Segmentation annotation records
━━━━━━━━━━━━━━━━

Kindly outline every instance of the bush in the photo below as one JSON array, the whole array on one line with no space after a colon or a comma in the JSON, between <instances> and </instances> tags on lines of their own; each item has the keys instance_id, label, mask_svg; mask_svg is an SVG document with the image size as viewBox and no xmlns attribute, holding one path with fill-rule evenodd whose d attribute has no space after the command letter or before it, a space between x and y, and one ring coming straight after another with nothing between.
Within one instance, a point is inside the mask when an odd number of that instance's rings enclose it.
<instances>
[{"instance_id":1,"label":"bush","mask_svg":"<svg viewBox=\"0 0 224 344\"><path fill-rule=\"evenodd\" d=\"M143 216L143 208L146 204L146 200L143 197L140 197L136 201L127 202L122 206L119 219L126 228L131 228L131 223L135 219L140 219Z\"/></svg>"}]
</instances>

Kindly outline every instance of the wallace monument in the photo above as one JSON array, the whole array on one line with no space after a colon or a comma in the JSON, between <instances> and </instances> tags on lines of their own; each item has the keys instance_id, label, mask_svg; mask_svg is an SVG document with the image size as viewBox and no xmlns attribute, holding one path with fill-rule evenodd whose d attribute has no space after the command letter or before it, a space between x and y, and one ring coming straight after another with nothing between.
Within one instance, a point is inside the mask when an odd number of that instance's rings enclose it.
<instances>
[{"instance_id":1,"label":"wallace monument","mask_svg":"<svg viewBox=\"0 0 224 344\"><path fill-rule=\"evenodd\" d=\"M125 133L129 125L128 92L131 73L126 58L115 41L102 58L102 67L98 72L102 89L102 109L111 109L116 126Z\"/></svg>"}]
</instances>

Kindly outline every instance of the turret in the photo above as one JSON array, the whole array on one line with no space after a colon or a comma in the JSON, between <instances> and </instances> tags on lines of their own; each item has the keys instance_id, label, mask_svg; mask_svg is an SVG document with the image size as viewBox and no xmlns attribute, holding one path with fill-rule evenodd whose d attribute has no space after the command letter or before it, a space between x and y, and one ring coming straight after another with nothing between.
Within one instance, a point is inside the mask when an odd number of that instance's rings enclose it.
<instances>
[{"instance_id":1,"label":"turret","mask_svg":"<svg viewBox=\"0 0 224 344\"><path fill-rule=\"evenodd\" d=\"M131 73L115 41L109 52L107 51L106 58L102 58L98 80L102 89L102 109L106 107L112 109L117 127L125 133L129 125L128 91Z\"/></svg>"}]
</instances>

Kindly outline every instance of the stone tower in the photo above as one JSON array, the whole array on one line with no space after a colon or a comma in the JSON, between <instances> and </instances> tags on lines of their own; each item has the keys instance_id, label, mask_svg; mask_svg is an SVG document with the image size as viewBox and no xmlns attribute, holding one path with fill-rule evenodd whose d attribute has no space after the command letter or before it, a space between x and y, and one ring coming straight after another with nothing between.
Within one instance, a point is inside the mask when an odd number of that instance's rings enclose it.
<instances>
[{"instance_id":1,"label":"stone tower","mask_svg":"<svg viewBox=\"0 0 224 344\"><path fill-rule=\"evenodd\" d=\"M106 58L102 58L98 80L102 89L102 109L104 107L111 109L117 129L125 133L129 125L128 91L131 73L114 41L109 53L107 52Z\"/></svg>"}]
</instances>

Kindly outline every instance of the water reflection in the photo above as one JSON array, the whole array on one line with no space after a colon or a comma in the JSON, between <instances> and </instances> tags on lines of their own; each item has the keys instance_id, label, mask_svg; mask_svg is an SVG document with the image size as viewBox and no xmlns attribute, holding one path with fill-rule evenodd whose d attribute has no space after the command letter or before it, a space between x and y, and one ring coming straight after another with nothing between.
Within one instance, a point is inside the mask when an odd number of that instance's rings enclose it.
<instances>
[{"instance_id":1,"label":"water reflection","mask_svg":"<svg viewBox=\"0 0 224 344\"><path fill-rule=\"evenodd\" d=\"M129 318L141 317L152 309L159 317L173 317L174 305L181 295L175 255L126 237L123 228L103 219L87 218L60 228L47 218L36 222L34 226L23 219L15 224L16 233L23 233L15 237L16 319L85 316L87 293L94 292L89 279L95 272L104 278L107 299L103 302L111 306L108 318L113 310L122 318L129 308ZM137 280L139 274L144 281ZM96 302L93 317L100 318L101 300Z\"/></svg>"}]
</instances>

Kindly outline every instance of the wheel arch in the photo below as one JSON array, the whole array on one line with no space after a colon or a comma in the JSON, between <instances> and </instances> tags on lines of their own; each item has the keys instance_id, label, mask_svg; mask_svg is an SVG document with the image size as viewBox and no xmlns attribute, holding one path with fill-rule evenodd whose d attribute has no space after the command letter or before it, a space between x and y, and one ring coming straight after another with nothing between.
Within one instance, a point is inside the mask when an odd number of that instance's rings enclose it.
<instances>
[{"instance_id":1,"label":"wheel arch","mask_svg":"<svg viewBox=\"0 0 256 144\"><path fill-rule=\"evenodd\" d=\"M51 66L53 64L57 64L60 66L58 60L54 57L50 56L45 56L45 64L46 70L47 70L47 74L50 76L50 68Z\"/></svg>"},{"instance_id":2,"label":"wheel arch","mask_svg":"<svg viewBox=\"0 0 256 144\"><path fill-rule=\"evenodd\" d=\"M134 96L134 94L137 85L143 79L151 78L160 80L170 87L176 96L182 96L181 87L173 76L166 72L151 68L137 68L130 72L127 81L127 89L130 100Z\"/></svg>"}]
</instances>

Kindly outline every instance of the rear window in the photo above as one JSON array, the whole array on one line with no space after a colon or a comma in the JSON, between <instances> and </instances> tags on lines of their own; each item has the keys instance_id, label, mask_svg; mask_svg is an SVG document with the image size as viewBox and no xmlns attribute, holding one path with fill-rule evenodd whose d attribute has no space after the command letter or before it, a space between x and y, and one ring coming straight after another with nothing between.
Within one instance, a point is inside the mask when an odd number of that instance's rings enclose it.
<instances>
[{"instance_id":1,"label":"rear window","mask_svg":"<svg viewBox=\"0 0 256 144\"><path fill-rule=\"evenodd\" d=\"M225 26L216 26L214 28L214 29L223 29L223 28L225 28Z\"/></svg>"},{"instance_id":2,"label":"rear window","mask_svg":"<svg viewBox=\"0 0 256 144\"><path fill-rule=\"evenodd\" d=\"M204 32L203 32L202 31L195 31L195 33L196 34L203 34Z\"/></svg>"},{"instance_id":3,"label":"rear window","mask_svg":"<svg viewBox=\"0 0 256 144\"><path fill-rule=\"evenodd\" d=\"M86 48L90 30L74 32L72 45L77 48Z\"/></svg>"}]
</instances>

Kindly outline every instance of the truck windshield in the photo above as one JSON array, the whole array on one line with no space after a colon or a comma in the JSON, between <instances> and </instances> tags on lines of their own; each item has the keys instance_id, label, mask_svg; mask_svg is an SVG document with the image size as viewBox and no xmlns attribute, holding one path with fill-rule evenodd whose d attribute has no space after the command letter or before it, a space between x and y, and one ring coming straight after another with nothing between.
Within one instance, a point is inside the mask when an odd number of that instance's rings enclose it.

━━━━━━━━━━━━━━━━

__EXERCISE DIRECTIONS__: Print every line of the records exactly. Omit nothing.

__EXERCISE RESPONSE__:
Kindly outline every instance of the bush in the photo below as one JSON array, the whole array on one line with no space after a colon or a comma in the JSON, between <instances> and </instances> tags on lines of their own; each item has the keys instance_id, label, mask_svg; mask_svg is an SVG document with the image size as viewBox and no xmlns attribute, holding one path with fill-rule evenodd whose d attribute has no space after the command letter or before it, a space between x and y, and one ring coming straight after another with nothing between.
Within one instance, a point is inside the mask when an odd number of that instance's rings enclose it.
<instances>
[{"instance_id":1,"label":"bush","mask_svg":"<svg viewBox=\"0 0 224 344\"><path fill-rule=\"evenodd\" d=\"M143 216L143 208L146 204L146 200L143 197L140 197L136 201L127 202L122 206L119 219L126 228L131 228L131 223L135 219L140 219Z\"/></svg>"}]
</instances>

Kindly outline every instance of the wallace monument in the photo above as one JSON array, the whole array on one line with no space after a colon or a comma in the JSON, between <instances> and </instances> tags on lines of their own; each item has the keys instance_id, label, mask_svg; mask_svg is an SVG document with the image size as viewBox and no xmlns attribute, holding one path with fill-rule evenodd whose d attribute has no space after the command letter or before it, a space between x and y, and one ring coming straight after another with nothing between.
Within one instance, a point is inside the mask when an odd number of that instance's rings enclose it.
<instances>
[{"instance_id":1,"label":"wallace monument","mask_svg":"<svg viewBox=\"0 0 224 344\"><path fill-rule=\"evenodd\" d=\"M125 133L129 125L128 92L131 73L126 58L115 41L102 58L102 67L98 72L102 89L102 109L111 109L116 126Z\"/></svg>"}]
</instances>

Kindly outline every instance of the turret in the photo above as one JSON array, the whole array on one line with no space after a colon or a comma in the JSON, between <instances> and </instances> tags on lines of their own; each item has the keys instance_id, label, mask_svg; mask_svg is an SVG document with the image size as viewBox and no xmlns attribute, holding one path with fill-rule evenodd whose d attribute has no space after the command letter or before it, a space between x and y, and one ring coming straight after another with nothing between.
Within one instance, a point is inside the mask when an odd number of that instance's rings enclose it.
<instances>
[{"instance_id":1,"label":"turret","mask_svg":"<svg viewBox=\"0 0 224 344\"><path fill-rule=\"evenodd\" d=\"M131 73L115 41L109 52L107 51L106 58L102 58L98 80L102 89L102 109L106 107L112 109L117 127L125 133L129 125L128 91Z\"/></svg>"}]
</instances>

Kindly outline every instance of the stone tower in the photo above as one JSON array, the whole array on one line with no space after a colon or a comma in the JSON, between <instances> and </instances> tags on lines of their own; each item has the keys instance_id, label, mask_svg; mask_svg is an SVG document with the image size as viewBox and no xmlns attribute, holding one path with fill-rule evenodd whose d attribute has no space after the command letter or before it, a space between x and y, and one ring coming straight after another with nothing between.
Within one instance, a point is inside the mask when an odd number of that instance's rings enclose it.
<instances>
[{"instance_id":1,"label":"stone tower","mask_svg":"<svg viewBox=\"0 0 224 344\"><path fill-rule=\"evenodd\" d=\"M106 58L102 58L98 80L102 89L102 109L104 107L111 109L117 129L125 133L129 125L128 91L131 73L114 41L109 53L107 52Z\"/></svg>"}]
</instances>

Kindly outline every instance of the water reflection in the photo above as one JSON array, the whole array on one line with no space after a colon or a comma in the JSON, between <instances> and </instances> tags on lines of their own; each item has the keys instance_id, label, mask_svg; mask_svg is an SVG document with the image size as viewBox and no xmlns attribute, holding one path with fill-rule evenodd whose d attribute has no space after the command letter or before it, a space between x and y, and one ring coming straight after another with nothing between.
Within one instance, a point is inside the mask when an odd number of that instance's rings enclose it.
<instances>
[{"instance_id":1,"label":"water reflection","mask_svg":"<svg viewBox=\"0 0 224 344\"><path fill-rule=\"evenodd\" d=\"M129 318L141 317L152 309L159 317L173 317L174 305L181 295L175 255L126 237L123 228L103 219L87 218L60 228L47 218L36 222L34 226L23 219L15 224L16 233L23 233L15 237L16 319L85 316L87 293L94 292L89 279L95 272L104 278L107 299L103 302L111 306L108 318L113 310L122 318L129 308ZM137 280L139 274L144 281ZM96 302L93 317L100 318L101 300Z\"/></svg>"}]
</instances>

Kindly outline every instance of the wheel arch in the photo below as one JSON array, the whole array on one line with no space after a colon or a comma in the JSON, between <instances> and </instances> tags on lines of their own; each item has the keys instance_id, label, mask_svg; mask_svg is an SVG document with the image size as viewBox and no xmlns attribute, holding one path with fill-rule evenodd whose d attribute has no space after the command letter or before it, a space between x and y, and one ring coming straight after another with nothing between.
Within one instance, a point is inside the mask when an odd number of that instance's rings enclose it.
<instances>
[{"instance_id":1,"label":"wheel arch","mask_svg":"<svg viewBox=\"0 0 256 144\"><path fill-rule=\"evenodd\" d=\"M51 66L53 64L57 64L60 66L58 60L54 57L50 56L45 56L45 64L46 70L47 70L47 74L50 76L50 68Z\"/></svg>"},{"instance_id":2,"label":"wheel arch","mask_svg":"<svg viewBox=\"0 0 256 144\"><path fill-rule=\"evenodd\" d=\"M134 96L134 94L137 85L143 79L151 78L160 80L170 87L176 96L182 96L181 87L173 76L166 72L151 68L137 68L130 72L127 81L127 89L130 100Z\"/></svg>"}]
</instances>

Kindly outline every instance of the rear window in the photo above as one JSON array, the whole array on one line with no space after a colon or a comma in the JSON, between <instances> and </instances> tags on lines of their own; each item has the keys instance_id, label, mask_svg; mask_svg is an SVG document with the image size as viewBox and no xmlns attribute, holding one path with fill-rule evenodd whose d attribute has no space after the command letter or before it, a space between x and y, and one ring coming straight after another with nothing between.
Within one instance, a point is inside the mask when an odd number of that instance's rings enclose it.
<instances>
[{"instance_id":1,"label":"rear window","mask_svg":"<svg viewBox=\"0 0 256 144\"><path fill-rule=\"evenodd\" d=\"M225 26L216 26L214 28L214 29L223 29L223 28L225 28Z\"/></svg>"},{"instance_id":2,"label":"rear window","mask_svg":"<svg viewBox=\"0 0 256 144\"><path fill-rule=\"evenodd\" d=\"M204 32L203 32L202 31L195 31L195 33L196 34L203 34Z\"/></svg>"},{"instance_id":3,"label":"rear window","mask_svg":"<svg viewBox=\"0 0 256 144\"><path fill-rule=\"evenodd\" d=\"M86 48L90 30L74 32L72 45L77 48Z\"/></svg>"}]
</instances>

Kindly outline every instance of the truck windshield in the photo above as one JSON array, the whole array on one line with no space after a colon or a comma in the JSON, between <instances> and </instances> tags on lines of their own; each item has the keys instance_id, label, mask_svg; mask_svg is an SVG document with the image size as viewBox and no xmlns attribute, holding one path with fill-rule evenodd whose d attribute has no space after the command letter or before it, a space between x and y, and one ring coming straight after another with nothing between.
Within one instance, a point is inside the mask when an odd number of that instance's rings enclose it.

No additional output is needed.